Just wanted to reply that I've had this issue for well over a year and never found an answer. But, changing IPv6 for SLAAC also solved my problems. I guess when the network was starting it was stuck at DHCP for IPv6 on my network. I will have to read up on what SLAAC is and why it solved the problem...

The strange part is that when I first create and start a container it never has this issue, only when it starts for the second and subsequent times.
 
Solved it with using SLAAC for Ipv6 now it boots in under 10sek. Thanks for the help. @gemini I think proxmox is worth to go back to ;)
Thanks for posting the solution! What a thread, eh?

I'm actually mid-migration from ESXi to Ubuntu 18.04 with LXD now. I started last weekend. I've had a lot of problems trying to dedicate one of the host's two physical NICs explicitly for usage by the LXC containers and not the host, but the new way Ubuntu 18.04 handles networking with Netplan has made this very hard to figure out, as I'd like to use a macvlan bridge for the reduced CPU usage compared to a linux bridge.There's just so little documentation.

Long story short, I was going to host Docker containers inside the LXC containers as LXC has a reputation of being easier to work with networking than Docker (I want each app that Docker hosts to have its own IP address). Now I think I'm just going to use Docker directly on the host. I don't know...still experimenting.

Of course you're wondering...why not Proxmox? Answer: I'm trying to learn more low-level stuff. I want to become better with scripting, Ansible, Python, automation, etc. and Proxmox does too much for me. It makes it too easy. I want to do it the hard way, 100% CLI-driven without a GUI crutch.

**Records provided:**
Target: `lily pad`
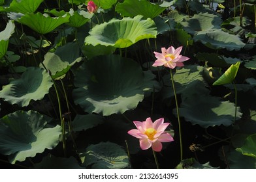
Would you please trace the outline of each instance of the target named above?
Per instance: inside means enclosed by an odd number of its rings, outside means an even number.
[[[195,14],[193,18],[187,18],[180,23],[184,29],[190,34],[214,31],[221,28],[222,20],[217,15],[209,13]]]
[[[142,16],[138,15],[134,18],[114,18],[95,25],[89,33],[90,35],[85,39],[86,44],[125,48],[140,40],[155,38],[157,31],[152,20],[143,20]]]
[[[116,11],[122,16],[134,17],[141,14],[145,18],[154,18],[173,4],[173,2],[165,2],[161,6],[148,0],[125,0],[116,5]]]
[[[86,23],[92,17],[93,14],[84,10],[76,10],[71,9],[69,14],[71,15],[68,25],[74,27],[80,27]]]
[[[157,87],[154,77],[131,59],[114,55],[94,57],[75,73],[74,101],[89,113],[123,113],[135,109],[145,92]]]
[[[243,155],[253,157],[256,159],[256,134],[249,135],[246,138],[244,144],[236,151]]]
[[[246,46],[239,36],[230,34],[221,30],[199,33],[194,36],[194,40],[200,42],[213,49],[227,49],[228,51],[239,51]]]
[[[46,70],[29,67],[20,79],[11,81],[3,87],[0,98],[20,107],[27,106],[32,99],[42,99],[52,85],[52,79]]]
[[[33,157],[59,142],[61,128],[47,127],[52,119],[37,112],[16,111],[0,119],[0,152],[12,164]]]
[[[238,62],[236,64],[232,64],[225,73],[216,80],[212,85],[220,85],[231,83],[236,76],[240,62]]]
[[[44,34],[52,32],[64,23],[69,21],[70,16],[52,18],[43,15],[40,12],[37,14],[26,14],[17,20],[19,23],[29,27],[39,34]]]
[[[44,157],[42,161],[33,166],[36,169],[84,169],[72,156],[69,158],[57,157],[52,155]]]
[[[221,101],[219,98],[195,94],[185,98],[180,105],[180,115],[193,125],[198,124],[207,128],[233,124],[235,107],[233,103]],[[174,109],[175,112],[176,109]],[[175,113],[176,114],[176,113]],[[240,108],[237,108],[236,120],[241,118]]]
[[[205,164],[200,164],[194,158],[189,158],[182,160],[178,164],[176,169],[217,169],[219,168],[214,168],[210,165],[208,162]]]
[[[101,142],[86,148],[83,165],[93,169],[121,169],[130,168],[125,151],[119,145],[112,142]]]
[[[44,55],[43,63],[51,72],[52,78],[56,79],[65,75],[72,66],[81,60],[79,47],[73,42],[58,47],[54,53],[47,53]]]
[[[104,122],[104,120],[99,115],[87,114],[76,115],[72,122],[73,131],[80,131],[92,128]]]
[[[14,12],[22,14],[35,12],[44,0],[13,0],[10,6],[1,11]]]
[[[0,58],[3,58],[7,51],[9,38],[14,32],[15,25],[9,20],[5,29],[0,32]]]

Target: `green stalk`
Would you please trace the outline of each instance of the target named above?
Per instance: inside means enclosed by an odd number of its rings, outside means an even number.
[[[159,169],[159,164],[158,164],[157,155],[155,155],[155,151],[153,150],[153,148],[152,148],[152,151],[153,151],[153,158],[155,159],[155,165],[157,166],[157,168]]]
[[[178,109],[178,105],[177,95],[176,95],[176,90],[175,90],[174,81],[173,79],[172,71],[171,69],[170,69],[170,79],[172,81],[172,89],[173,89],[173,92],[174,94],[175,103],[176,103],[176,106],[178,123],[179,125],[180,161],[182,161],[182,159],[183,159],[183,147],[182,147],[182,124],[181,124],[180,120],[180,112],[179,112],[179,109]]]

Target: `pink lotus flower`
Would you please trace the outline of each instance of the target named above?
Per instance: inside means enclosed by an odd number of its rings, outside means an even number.
[[[182,46],[174,49],[170,46],[167,49],[162,47],[162,53],[153,52],[155,57],[157,58],[153,64],[152,66],[157,67],[165,66],[165,67],[174,69],[175,67],[182,67],[184,64],[182,62],[189,60],[189,58],[180,55]]]
[[[95,13],[97,12],[97,7],[93,1],[89,1],[87,4],[87,9],[89,13]]]
[[[150,147],[155,151],[162,150],[161,142],[173,141],[172,136],[165,131],[170,123],[163,123],[164,119],[160,118],[153,123],[150,118],[144,122],[134,121],[137,129],[131,129],[128,134],[140,139],[140,146],[142,150],[147,150]]]

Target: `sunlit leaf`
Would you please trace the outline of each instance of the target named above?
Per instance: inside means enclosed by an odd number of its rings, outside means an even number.
[[[179,108],[180,116],[193,125],[207,128],[216,125],[231,125],[233,124],[235,107],[233,103],[221,101],[219,98],[194,94],[183,99]],[[176,109],[174,109],[176,112]],[[174,112],[176,114],[176,112]],[[236,120],[241,118],[237,108]]]
[[[84,10],[74,11],[71,9],[69,14],[71,16],[69,18],[68,25],[74,27],[81,27],[93,17],[93,14]]]
[[[0,58],[3,58],[7,51],[9,38],[14,32],[15,25],[9,20],[3,31],[0,32]]]
[[[69,21],[70,16],[52,18],[45,16],[40,12],[26,14],[17,21],[29,27],[39,34],[48,33],[64,23]]]
[[[76,42],[73,42],[58,47],[54,53],[47,53],[43,63],[51,72],[52,77],[56,79],[65,75],[72,66],[81,60],[79,47]]]
[[[116,11],[123,16],[134,17],[141,14],[145,18],[153,18],[163,12],[167,7],[171,6],[172,2],[165,2],[161,6],[148,0],[125,0],[118,3]]]
[[[84,155],[83,165],[93,169],[129,168],[130,162],[127,154],[121,146],[112,142],[101,142],[90,145]]]
[[[240,62],[238,62],[236,64],[232,64],[229,69],[216,81],[212,85],[220,85],[231,83],[236,76]]]
[[[52,119],[37,112],[16,111],[0,119],[0,152],[12,164],[33,157],[59,142],[61,128],[47,127]]]
[[[97,25],[89,31],[85,39],[87,44],[125,48],[136,42],[150,38],[155,38],[157,29],[154,21],[148,18],[143,20],[141,15],[134,18],[112,19],[108,22]]]
[[[135,109],[145,92],[157,87],[152,75],[129,58],[114,55],[93,57],[75,73],[74,103],[89,113],[123,113]]]
[[[0,98],[11,104],[25,107],[32,99],[42,99],[52,85],[51,77],[46,70],[29,67],[20,79],[12,80],[3,87]]]
[[[195,14],[192,18],[184,19],[180,23],[184,29],[190,34],[199,32],[208,32],[221,28],[221,18],[217,15],[209,13]]]
[[[14,12],[22,14],[33,13],[44,0],[13,0],[8,7],[3,8],[5,12]]]

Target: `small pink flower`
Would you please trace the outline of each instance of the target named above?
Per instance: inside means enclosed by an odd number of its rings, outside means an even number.
[[[150,118],[144,122],[134,121],[137,129],[131,129],[128,134],[140,139],[140,146],[142,150],[147,150],[150,147],[155,151],[162,150],[161,142],[173,141],[172,136],[165,131],[170,123],[163,123],[164,119],[160,118],[153,123]]]
[[[87,4],[87,9],[89,13],[95,13],[97,12],[97,7],[93,1],[89,1]]]
[[[165,67],[174,69],[175,67],[182,67],[184,64],[182,62],[189,60],[189,58],[180,55],[182,46],[174,49],[170,46],[167,49],[162,47],[162,53],[153,52],[155,57],[157,58],[153,64],[152,66],[157,67],[165,66]]]

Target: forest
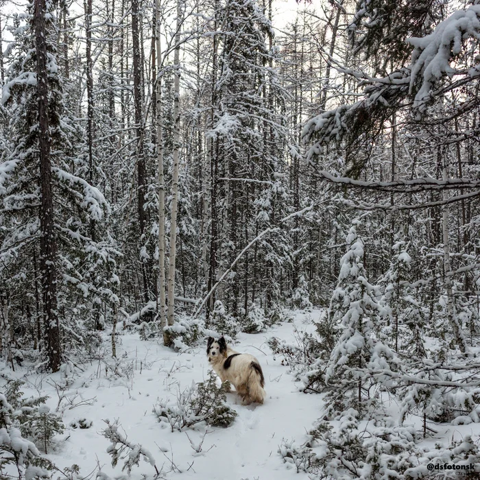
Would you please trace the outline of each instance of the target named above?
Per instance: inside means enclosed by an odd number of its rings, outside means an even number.
[[[479,478],[479,79],[480,0],[0,0],[0,479],[120,478],[62,464],[85,379],[221,335],[283,369],[265,429],[309,403],[250,480]],[[152,423],[250,421],[178,368]]]

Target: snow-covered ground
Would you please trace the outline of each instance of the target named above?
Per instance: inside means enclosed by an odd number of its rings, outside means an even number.
[[[228,403],[238,417],[228,428],[208,427],[200,453],[192,448],[191,441],[198,444],[202,440],[204,427],[172,433],[161,427],[152,410],[158,399],[174,399],[179,389],[207,377],[209,365],[205,348],[178,354],[156,341],[141,341],[136,333],[121,332],[117,357],[122,359],[123,377],[106,372],[101,360],[78,365],[85,371],[76,369],[73,383],[60,393],[65,396],[59,410],[63,411],[67,429],[56,438],[54,451],[49,452],[48,457],[62,468],[79,465],[82,477],[98,466],[109,477],[119,477],[123,473],[123,462],[112,467],[106,451],[110,442],[101,435],[104,420],[118,420],[128,440],[147,448],[167,478],[180,475],[178,470],[182,479],[306,478],[304,473],[287,469],[277,450],[283,437],[304,435],[318,416],[320,398],[298,391],[288,367],[274,359],[266,340],[276,336],[291,343],[295,328],[312,330],[311,320],[319,315],[318,311],[299,313],[293,323],[284,323],[263,333],[238,335],[239,343],[234,348],[255,355],[263,368],[267,398],[263,405],[243,406],[235,392],[229,394]],[[21,389],[26,396],[49,395],[47,405],[51,411],[57,409],[59,396],[55,383],[61,383],[60,374],[32,374],[23,379],[27,381]],[[82,400],[83,405],[73,406]],[[92,427],[69,427],[80,418],[91,420]],[[151,477],[154,473],[151,465],[141,461],[139,468],[134,467],[132,478],[140,479],[142,474]]]

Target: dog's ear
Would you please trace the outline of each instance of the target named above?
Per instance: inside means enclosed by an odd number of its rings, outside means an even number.
[[[225,341],[224,337],[220,337],[218,339],[218,345],[220,347],[220,353],[222,353],[225,357],[227,355],[227,342]]]
[[[213,338],[213,337],[208,337],[208,338],[206,339],[206,353],[207,353],[207,355],[208,354],[208,350],[210,350],[210,347],[211,346],[214,340],[215,340],[215,339]]]

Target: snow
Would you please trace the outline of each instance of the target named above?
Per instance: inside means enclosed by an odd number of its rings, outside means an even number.
[[[313,320],[320,315],[319,311],[308,313],[309,318]],[[121,327],[119,324],[118,328]],[[155,341],[141,341],[137,333],[120,331],[117,362],[123,365],[119,369],[123,376],[113,375],[112,370],[106,368],[115,361],[106,353],[82,365],[84,372],[77,369],[66,378],[61,372],[47,376],[27,374],[25,379],[28,383],[21,389],[25,396],[36,396],[38,392],[34,387],[36,385],[42,394],[50,396],[47,405],[51,411],[55,411],[59,398],[53,382],[65,385],[66,400],[60,408],[63,411],[65,432],[56,437],[54,451],[47,457],[62,468],[73,464],[80,466],[82,477],[97,466],[97,458],[103,480],[122,474],[125,460],[120,459],[116,467],[112,467],[107,453],[112,441],[101,434],[107,428],[105,420],[110,419],[110,426],[119,425],[117,432],[122,438],[138,446],[139,451],[133,455],[141,453],[141,457],[147,459],[143,461],[141,458],[139,466],[133,466],[134,480],[140,480],[142,474],[152,477],[155,474],[152,465],[167,478],[176,478],[180,475],[178,468],[182,471],[181,477],[186,479],[297,480],[304,477],[298,475],[295,469],[287,468],[277,451],[283,439],[303,437],[317,416],[320,398],[298,391],[293,377],[288,374],[288,368],[279,359],[274,359],[266,341],[275,336],[291,341],[295,328],[311,331],[313,327],[305,313],[297,312],[292,323],[256,335],[238,335],[239,343],[234,348],[259,359],[265,374],[267,396],[263,405],[244,406],[235,392],[228,394],[227,403],[237,411],[238,417],[228,428],[209,427],[206,435],[202,426],[172,433],[168,428],[162,428],[153,413],[157,399],[175,403],[179,392],[208,376],[209,366],[204,346],[178,354]],[[104,345],[108,346],[108,333],[104,335]],[[12,374],[21,376],[24,373],[17,371]],[[75,398],[73,403],[80,398],[89,400],[70,408],[69,399]],[[91,428],[71,426],[77,424],[80,418],[91,421]],[[197,452],[204,436],[201,451]],[[173,464],[176,473],[170,472]]]
[[[443,75],[452,77],[459,73],[451,65],[451,61],[460,53],[464,38],[471,36],[478,41],[479,17],[480,5],[472,5],[465,10],[454,12],[430,35],[408,39],[415,47],[411,58],[411,93],[418,78],[422,77],[421,86],[415,95],[415,107],[425,108],[424,102],[429,99],[434,83]],[[472,77],[478,74],[477,68],[470,72]]]

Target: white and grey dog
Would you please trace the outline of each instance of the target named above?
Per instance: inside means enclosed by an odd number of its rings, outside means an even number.
[[[222,382],[228,380],[245,404],[263,403],[265,379],[259,361],[248,353],[239,353],[221,337],[208,337],[206,355],[213,370]]]

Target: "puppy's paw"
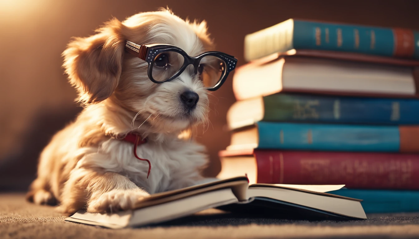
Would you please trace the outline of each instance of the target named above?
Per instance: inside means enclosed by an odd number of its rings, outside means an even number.
[[[36,204],[55,205],[57,200],[52,194],[44,189],[33,190],[26,195],[26,199]]]
[[[89,212],[112,212],[132,209],[135,204],[150,196],[140,190],[113,190],[93,199],[89,203]]]

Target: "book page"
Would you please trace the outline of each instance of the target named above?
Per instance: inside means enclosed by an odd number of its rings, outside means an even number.
[[[316,193],[326,193],[331,191],[339,190],[345,186],[344,184],[340,185],[297,185],[295,184],[272,184],[272,185],[288,188],[296,188],[303,189],[307,191],[316,192]]]

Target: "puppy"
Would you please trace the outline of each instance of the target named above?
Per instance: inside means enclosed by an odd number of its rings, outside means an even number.
[[[170,44],[198,55],[212,47],[206,23],[185,21],[164,10],[122,22],[114,18],[96,32],[73,39],[63,53],[85,108],[42,152],[28,194],[38,204],[56,201],[66,214],[132,208],[149,194],[196,183],[207,163],[204,146],[178,136],[207,120],[208,91],[191,71],[152,82],[147,62],[125,46],[127,41]],[[199,96],[186,111],[186,91]],[[132,133],[147,140],[136,147],[137,157],[133,143],[122,140]],[[145,159],[152,166],[149,177]]]

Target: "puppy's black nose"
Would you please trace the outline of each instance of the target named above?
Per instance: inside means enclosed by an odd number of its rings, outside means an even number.
[[[191,108],[197,105],[197,103],[199,99],[199,96],[195,92],[188,90],[182,93],[181,98],[185,105]]]

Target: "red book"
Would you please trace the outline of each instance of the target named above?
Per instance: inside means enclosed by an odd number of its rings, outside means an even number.
[[[419,189],[419,154],[256,149],[220,156],[221,178],[246,174],[251,183]]]

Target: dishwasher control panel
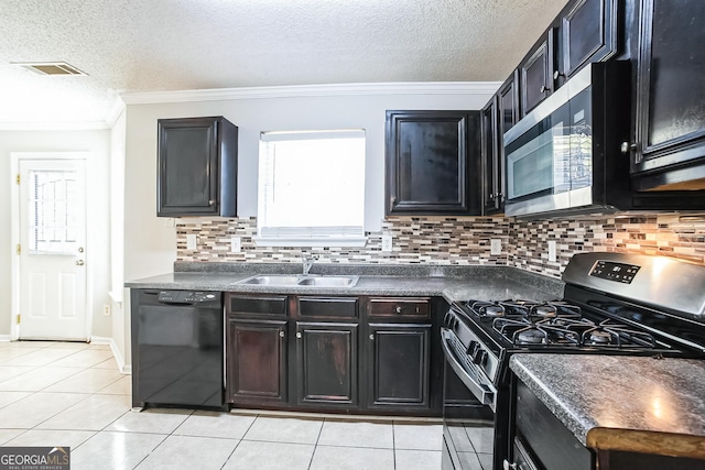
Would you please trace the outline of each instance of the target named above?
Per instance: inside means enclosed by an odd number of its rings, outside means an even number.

**Activity:**
List everything that the poster migrating from ESXi says they want to become better with, as stated in the forum thread.

**Answer to this exercise:**
scripting, Ansible, Python, automation